Extracted records
==========

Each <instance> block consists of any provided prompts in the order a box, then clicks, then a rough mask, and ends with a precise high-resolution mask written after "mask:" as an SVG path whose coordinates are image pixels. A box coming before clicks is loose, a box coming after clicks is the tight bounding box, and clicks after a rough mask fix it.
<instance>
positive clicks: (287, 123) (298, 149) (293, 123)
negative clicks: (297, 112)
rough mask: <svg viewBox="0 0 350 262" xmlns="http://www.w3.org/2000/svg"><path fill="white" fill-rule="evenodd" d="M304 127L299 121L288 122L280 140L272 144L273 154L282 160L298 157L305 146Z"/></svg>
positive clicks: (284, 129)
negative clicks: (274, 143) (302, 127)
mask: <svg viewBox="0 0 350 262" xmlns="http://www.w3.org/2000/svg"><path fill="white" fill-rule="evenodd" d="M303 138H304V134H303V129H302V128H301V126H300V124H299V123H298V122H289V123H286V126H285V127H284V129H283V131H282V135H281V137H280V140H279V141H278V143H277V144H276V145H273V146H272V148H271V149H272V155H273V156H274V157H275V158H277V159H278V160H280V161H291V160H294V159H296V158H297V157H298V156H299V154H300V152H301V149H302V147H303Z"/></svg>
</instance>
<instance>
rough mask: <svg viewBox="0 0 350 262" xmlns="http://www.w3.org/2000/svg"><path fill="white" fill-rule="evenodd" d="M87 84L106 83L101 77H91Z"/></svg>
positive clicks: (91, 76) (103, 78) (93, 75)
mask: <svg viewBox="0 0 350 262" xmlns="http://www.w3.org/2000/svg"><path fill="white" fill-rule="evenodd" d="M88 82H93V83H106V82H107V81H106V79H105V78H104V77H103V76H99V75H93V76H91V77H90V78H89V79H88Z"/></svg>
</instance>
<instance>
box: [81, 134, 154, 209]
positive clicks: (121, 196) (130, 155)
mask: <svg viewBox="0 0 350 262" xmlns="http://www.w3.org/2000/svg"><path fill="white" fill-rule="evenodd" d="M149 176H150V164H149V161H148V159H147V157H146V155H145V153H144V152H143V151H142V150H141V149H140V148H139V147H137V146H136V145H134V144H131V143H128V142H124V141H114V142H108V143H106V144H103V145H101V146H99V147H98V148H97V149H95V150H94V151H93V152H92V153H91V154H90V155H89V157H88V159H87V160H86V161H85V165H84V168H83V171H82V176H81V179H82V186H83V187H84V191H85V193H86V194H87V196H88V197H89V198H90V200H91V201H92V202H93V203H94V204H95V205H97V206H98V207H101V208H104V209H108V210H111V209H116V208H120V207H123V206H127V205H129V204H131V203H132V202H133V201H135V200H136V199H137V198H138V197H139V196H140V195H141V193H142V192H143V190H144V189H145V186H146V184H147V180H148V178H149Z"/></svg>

==========

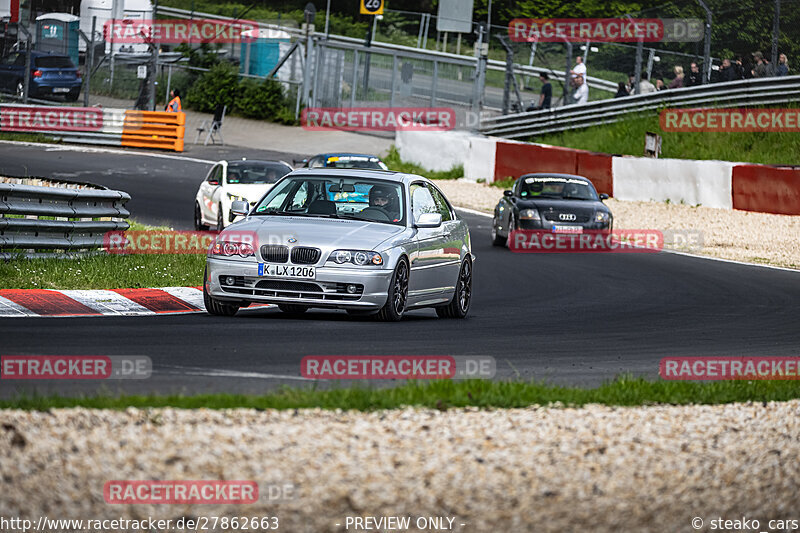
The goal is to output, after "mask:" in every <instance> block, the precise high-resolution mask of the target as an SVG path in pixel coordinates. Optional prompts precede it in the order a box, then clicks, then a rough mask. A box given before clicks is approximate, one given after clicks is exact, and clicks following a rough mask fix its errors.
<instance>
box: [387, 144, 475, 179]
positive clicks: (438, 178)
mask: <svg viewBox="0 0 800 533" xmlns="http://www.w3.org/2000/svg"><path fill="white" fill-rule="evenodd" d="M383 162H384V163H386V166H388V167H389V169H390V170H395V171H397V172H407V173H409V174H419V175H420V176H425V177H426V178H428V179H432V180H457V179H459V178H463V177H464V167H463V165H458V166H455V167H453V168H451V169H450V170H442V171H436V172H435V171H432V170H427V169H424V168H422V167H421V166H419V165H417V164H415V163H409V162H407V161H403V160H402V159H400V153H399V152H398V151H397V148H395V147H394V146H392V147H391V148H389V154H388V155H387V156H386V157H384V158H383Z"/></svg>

==========

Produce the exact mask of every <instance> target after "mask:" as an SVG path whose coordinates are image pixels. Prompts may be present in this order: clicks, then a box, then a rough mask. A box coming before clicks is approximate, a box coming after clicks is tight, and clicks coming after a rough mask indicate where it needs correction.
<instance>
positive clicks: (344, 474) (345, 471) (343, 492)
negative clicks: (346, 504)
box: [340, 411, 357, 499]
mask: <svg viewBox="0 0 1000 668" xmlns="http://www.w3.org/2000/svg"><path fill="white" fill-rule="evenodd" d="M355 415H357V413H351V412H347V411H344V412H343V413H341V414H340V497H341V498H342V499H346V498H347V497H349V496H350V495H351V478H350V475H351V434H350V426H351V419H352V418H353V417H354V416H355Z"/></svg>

==========

*YOUR TASK*: Every line above in which the word "block" occurs is to be copied.

*EXERCISE OUTPUT*:
Each <instance> block consists of any provided prompts in the order a box, then clicks, then a rough mask, and ends with a precise high-resolution mask written after "mask:" as an SVG path whose coordinates are image pixels. A box coming before clicks is loose, a box coming after clicks is the tight bounding box, and clicks after a rough mask fix it.
The goal is to output, after "mask:" in every <instance> block, the precise high-resolution mask of the target as an SVG path in pixel coordinates. Optional prompts precede it in the order a box, then clicks, then a rough mask. A box given before clicks is approximate, one given after clicks is exact, and clicks following a rough mask fix its errors.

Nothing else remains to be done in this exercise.